Stored data entries
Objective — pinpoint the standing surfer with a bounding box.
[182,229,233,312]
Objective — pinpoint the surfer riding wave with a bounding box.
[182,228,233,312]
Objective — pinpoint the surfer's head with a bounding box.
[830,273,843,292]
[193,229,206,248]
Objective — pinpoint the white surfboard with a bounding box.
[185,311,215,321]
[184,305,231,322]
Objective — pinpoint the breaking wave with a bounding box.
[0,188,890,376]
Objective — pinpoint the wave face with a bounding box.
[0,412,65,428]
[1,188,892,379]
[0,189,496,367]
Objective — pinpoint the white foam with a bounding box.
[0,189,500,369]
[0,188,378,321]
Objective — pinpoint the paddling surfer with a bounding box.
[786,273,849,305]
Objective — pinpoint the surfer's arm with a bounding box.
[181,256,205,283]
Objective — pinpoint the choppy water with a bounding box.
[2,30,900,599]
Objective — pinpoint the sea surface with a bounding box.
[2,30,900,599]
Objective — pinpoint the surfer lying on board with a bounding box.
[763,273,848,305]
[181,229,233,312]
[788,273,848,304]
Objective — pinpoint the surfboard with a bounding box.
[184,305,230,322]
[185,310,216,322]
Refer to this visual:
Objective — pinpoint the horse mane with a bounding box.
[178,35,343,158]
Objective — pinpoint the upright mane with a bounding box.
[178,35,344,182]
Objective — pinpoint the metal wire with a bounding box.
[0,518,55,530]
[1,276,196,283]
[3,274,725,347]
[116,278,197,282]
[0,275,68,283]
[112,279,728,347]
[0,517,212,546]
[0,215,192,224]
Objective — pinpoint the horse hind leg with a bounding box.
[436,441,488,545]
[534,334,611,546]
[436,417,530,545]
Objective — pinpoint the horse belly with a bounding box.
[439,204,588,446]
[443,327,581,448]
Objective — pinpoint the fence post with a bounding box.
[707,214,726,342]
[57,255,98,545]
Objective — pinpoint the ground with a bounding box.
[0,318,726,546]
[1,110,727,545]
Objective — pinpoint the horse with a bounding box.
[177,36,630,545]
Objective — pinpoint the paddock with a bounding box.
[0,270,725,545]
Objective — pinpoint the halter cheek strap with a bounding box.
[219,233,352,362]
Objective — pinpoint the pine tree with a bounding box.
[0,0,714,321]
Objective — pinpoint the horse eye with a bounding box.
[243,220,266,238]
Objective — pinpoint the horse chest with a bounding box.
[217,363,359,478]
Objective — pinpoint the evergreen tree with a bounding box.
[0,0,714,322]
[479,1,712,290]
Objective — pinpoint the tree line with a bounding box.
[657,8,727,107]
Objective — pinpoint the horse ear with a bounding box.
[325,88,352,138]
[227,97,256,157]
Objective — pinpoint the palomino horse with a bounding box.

▸ **Exercise requirements**: Write out the records above exactly as given.

▸ **Result of this task**:
Objective — pinpoint the standing surfer with a bounding box.
[182,229,233,312]
Objective — pinpoint the surfer riding wave with a bounding box.
[182,228,233,312]
Objective — pinpoint the surfer's head with a bounding box.
[830,273,843,292]
[193,229,206,248]
Objective — pinpoint the white surfboard with a bounding box.
[185,311,215,321]
[184,305,231,322]
Objective — pinpoint the breaking wave with a bounding box.
[0,188,890,376]
Objective — pinpoint the wave face with a bounding box.
[0,412,65,428]
[1,188,892,379]
[0,189,496,367]
Objective — pinpoint the white foam with a bounding box.
[0,189,500,369]
[0,188,378,321]
Objective — pinpoint the paddling surfer with a bounding box.
[786,273,849,305]
Objective — pinpoint the surfer's arm with a bounding box.
[181,256,205,283]
Objective — pinpoint the choppy water with a bounding box.
[2,30,900,599]
Objective — pinpoint the sea surface with a bounding box.
[2,30,900,599]
Objective — pinpoint the surfer lying on board with a bounding box.
[763,273,848,305]
[181,229,233,312]
[788,273,848,304]
Objective — pinpoint the surfboard with a bounding box.
[184,305,230,322]
[185,310,216,322]
Refer to this visual:
Objective — pinpoint the horse mane with a bounding box.
[178,35,343,158]
Objective — pinpoint the upright mane with a bounding box.
[178,35,344,182]
Objective — pinpoint the metal wire with a bounding box.
[0,518,55,530]
[1,276,196,283]
[3,274,725,347]
[116,278,197,282]
[0,275,68,283]
[112,279,728,347]
[0,517,212,546]
[0,215,192,224]
Objective — pinpoint the horse hind leg with a bounding box.
[436,441,488,545]
[534,334,611,546]
[436,417,530,545]
Objective — pinpoint the horse belly with a bounding box.
[439,204,588,446]
[443,327,581,448]
Objective — pinpoint the fence post with a bounding box.
[707,214,726,342]
[57,255,98,545]
Objective — pinpoint the ground with a bounding box.
[0,318,726,546]
[1,110,727,545]
Objective — pinpoint the horse with a bounding box.
[177,36,630,545]
Objective — pinpoint the paddock with a bounding box.
[0,270,725,545]
Objective — pinpoint the halter cheek strap with a bounding box.
[219,233,352,362]
Objective — pinpoint the pine tree with a bounding box.
[0,0,714,321]
Objective — pinpoint the horse eye with a bounding box.
[243,220,266,238]
Objective — pinpoint the horse chest with a bounding box.
[217,363,359,478]
Objective — pinpoint the evergreen tree with a bounding box.
[0,0,714,322]
[479,1,712,290]
Objective — pinpoint the tree line with a bounding box.
[657,8,727,107]
Objective — pinpoint the horse ear with a bounding box.
[325,88,352,138]
[227,97,256,157]
Objective — pinpoint the palomino horse with a bounding box.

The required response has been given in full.